#### WHAT TO PRODUCE
Tally the lines in the data below that contain the string "task", where case counts. Reply with the number alone.

#### Region labeling data
>> Begin

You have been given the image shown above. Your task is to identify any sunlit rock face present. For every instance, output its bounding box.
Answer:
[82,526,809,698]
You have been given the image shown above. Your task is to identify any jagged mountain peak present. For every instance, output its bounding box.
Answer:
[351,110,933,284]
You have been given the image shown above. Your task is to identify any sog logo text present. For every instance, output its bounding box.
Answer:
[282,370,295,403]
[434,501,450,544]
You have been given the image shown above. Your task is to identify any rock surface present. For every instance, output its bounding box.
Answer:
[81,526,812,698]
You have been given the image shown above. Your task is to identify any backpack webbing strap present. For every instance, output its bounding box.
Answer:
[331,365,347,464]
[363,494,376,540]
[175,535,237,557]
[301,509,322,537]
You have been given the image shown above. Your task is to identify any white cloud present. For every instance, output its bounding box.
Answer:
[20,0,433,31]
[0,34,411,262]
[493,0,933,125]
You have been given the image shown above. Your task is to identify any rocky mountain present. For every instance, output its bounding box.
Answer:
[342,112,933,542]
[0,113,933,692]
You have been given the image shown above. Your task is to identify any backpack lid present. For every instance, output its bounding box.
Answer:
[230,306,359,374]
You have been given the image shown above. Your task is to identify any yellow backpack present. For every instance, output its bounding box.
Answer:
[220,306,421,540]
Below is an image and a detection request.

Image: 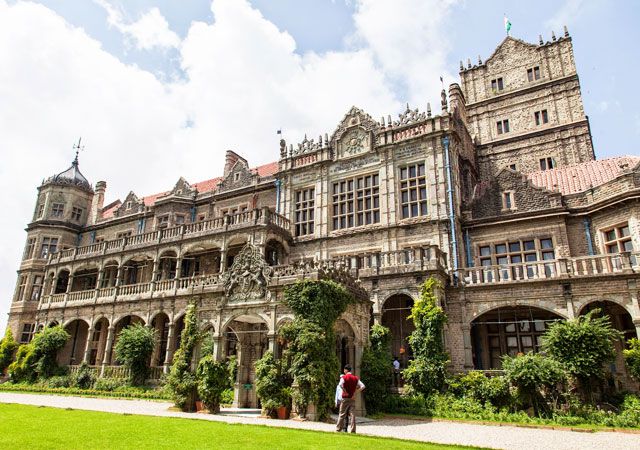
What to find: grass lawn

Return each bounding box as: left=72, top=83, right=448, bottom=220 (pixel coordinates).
left=0, top=404, right=480, bottom=450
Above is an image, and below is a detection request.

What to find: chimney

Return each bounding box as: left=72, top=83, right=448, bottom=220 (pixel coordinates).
left=89, top=181, right=107, bottom=225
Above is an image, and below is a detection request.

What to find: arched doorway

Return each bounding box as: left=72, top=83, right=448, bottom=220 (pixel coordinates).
left=88, top=317, right=109, bottom=366
left=151, top=313, right=169, bottom=367
left=471, top=306, right=562, bottom=370
left=109, top=315, right=144, bottom=365
left=382, top=294, right=415, bottom=369
left=334, top=319, right=356, bottom=372
left=223, top=314, right=269, bottom=408
left=58, top=319, right=89, bottom=366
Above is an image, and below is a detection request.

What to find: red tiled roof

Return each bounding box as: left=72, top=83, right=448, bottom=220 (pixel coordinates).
left=527, top=156, right=640, bottom=195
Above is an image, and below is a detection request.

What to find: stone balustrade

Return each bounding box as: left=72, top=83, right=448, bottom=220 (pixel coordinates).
left=48, top=208, right=291, bottom=264
left=451, top=252, right=640, bottom=286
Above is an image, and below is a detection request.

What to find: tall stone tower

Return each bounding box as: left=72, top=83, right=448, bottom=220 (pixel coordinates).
left=9, top=153, right=94, bottom=342
left=460, top=28, right=595, bottom=179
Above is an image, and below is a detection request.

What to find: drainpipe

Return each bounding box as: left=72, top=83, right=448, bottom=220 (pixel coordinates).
left=275, top=179, right=282, bottom=214
left=464, top=228, right=473, bottom=267
left=582, top=217, right=596, bottom=256
left=442, top=136, right=458, bottom=278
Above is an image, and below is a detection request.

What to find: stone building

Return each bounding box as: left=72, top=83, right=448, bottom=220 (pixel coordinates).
left=9, top=30, right=640, bottom=406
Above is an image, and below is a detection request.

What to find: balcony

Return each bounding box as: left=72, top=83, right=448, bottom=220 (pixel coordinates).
left=40, top=246, right=446, bottom=309
left=48, top=208, right=291, bottom=264
left=451, top=252, right=640, bottom=286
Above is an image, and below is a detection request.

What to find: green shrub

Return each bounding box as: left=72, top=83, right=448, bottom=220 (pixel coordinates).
left=361, top=324, right=393, bottom=414
left=45, top=375, right=72, bottom=388
left=0, top=328, right=18, bottom=376
left=542, top=309, right=622, bottom=386
left=71, top=362, right=96, bottom=389
left=624, top=338, right=640, bottom=381
left=166, top=301, right=201, bottom=411
left=447, top=370, right=511, bottom=408
left=502, top=353, right=566, bottom=415
left=115, top=323, right=156, bottom=386
left=196, top=355, right=231, bottom=414
left=93, top=378, right=126, bottom=392
left=403, top=278, right=449, bottom=396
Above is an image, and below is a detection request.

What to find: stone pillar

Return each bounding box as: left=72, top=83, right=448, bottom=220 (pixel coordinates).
left=461, top=325, right=473, bottom=369
left=164, top=322, right=176, bottom=373
left=82, top=323, right=95, bottom=364
left=100, top=325, right=116, bottom=377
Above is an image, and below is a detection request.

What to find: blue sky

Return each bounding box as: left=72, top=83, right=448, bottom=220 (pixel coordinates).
left=0, top=0, right=640, bottom=329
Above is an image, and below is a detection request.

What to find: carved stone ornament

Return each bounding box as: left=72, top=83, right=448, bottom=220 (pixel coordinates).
left=222, top=244, right=273, bottom=301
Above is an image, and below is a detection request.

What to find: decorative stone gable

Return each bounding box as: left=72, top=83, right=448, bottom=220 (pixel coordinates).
left=222, top=244, right=273, bottom=302
left=113, top=191, right=144, bottom=217
left=218, top=160, right=257, bottom=192
left=331, top=106, right=379, bottom=159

>> End

#### SOLUTION FOR THIS PROBLEM
9